▶ **RETOS**:
(1) Transcriba del fragmento sobre rehacer la vida el pasaje comprendido entre "Ciertas crisis nos" y "sensatas y ponderadas.", ambos incluidos.
(2) Según el fragmento sobre rehacer la vida, ¿qué aconseja el principio prudencial para los tiempos de turbación o crisis?

▶ **FRAGMENTO DE LECTURA**:

☆ ☆ ☆

¿Rehacer la vida?
Ciertas crisis nos ponen ante la encrucijada de “rehacer la vida”. Para el que sufre, cualquier posibilidad de cambio resplandece con un halo de esperanza. Y cuanto más desesperada es la situación, tanto más existe la tentación de tomar opciones radicales no necesariamente apropiadas y emprender aventuras que no llevan a ningún lado. De ahí la sabiduría de un principio prudencial: en tiempo de turbación o crisis no tomes decisiones trascendentes. Capotea como puedas la tormenta y espera la calma para tomar decisiones sensatas y ponderadas.
Volver a la vida
Para el cristianismo, no obstante, “rehacer la vida” es un concepto esencial. Cristo vino al mundo para que tengamos vida, y vida en abundancia. Obviamente, esta “abundancia” tiene una connotación más cualitativa que cuantitativa. Vivir en abundancia es vivir una vida plena. El concepto cristiano de la resurrección tiene que ver con esta novedad radical de la vida. Resucitar, en este sentido, significa “volver a la vida” tras cualquier forma de muerte que hayamos podido sufrir. Porque hay muchas maneras de morir en vida. Cada vez que se nos muere una ilusión, un proyecto, una amistad, un amor, “algo se muere en el alma” –dice una canción sevillana–. Ahora bien, no todo en la muerte es malo. “Sin la condición de la muerte –señalaba Vaclav Havel– no existiría nada parecido al sentido de la vida, y la vida humana no tendría nada de humano”.

☆ ☆ ☆

▶ **MATERIAL PRESENTADO**:

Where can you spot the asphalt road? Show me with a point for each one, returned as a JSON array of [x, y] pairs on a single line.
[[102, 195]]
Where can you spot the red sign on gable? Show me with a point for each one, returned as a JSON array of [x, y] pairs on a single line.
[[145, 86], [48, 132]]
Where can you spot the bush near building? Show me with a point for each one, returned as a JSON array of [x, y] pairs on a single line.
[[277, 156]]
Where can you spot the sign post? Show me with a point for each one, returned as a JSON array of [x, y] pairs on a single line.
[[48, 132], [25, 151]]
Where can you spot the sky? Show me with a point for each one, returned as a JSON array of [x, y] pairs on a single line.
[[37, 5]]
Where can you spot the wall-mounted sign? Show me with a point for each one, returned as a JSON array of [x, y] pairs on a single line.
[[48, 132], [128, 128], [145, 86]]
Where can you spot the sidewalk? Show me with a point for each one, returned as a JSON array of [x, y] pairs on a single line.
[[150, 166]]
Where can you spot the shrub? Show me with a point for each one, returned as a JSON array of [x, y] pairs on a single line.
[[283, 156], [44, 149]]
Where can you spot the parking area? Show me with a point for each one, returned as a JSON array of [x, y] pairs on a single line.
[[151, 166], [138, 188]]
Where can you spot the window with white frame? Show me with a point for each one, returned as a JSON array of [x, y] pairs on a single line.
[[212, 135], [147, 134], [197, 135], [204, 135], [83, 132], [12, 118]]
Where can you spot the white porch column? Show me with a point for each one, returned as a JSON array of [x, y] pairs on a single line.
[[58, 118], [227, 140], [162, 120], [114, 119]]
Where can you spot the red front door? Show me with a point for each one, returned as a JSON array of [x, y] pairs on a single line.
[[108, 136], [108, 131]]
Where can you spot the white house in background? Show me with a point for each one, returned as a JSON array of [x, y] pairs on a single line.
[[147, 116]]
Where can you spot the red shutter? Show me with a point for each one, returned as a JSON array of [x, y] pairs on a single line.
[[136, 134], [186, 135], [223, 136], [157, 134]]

☆ ☆ ☆

▶ **SOLUCIONES**:
(1)
Ciertas crisis nos ponen ante la encrucijada de “rehacer la vida”. Para el que sufre, cualquier posibilidad de cambio resplandece con un halo de esperanza. Y cuanto más desesperada es la situación, tanto más existe la tentación de tomar opciones radicales no necesariamente apropiadas y emprender aventuras que no llevan a ningún lado. De ahí la sabiduría de un principio prudencial: en tiempo de turbación o crisis no tomes decisiones trascendentes. Capotea como puedas la tormenta y espera la calma para tomar decisiones sensatas y ponderadas.

(2) No tomar decisiones trascendentes.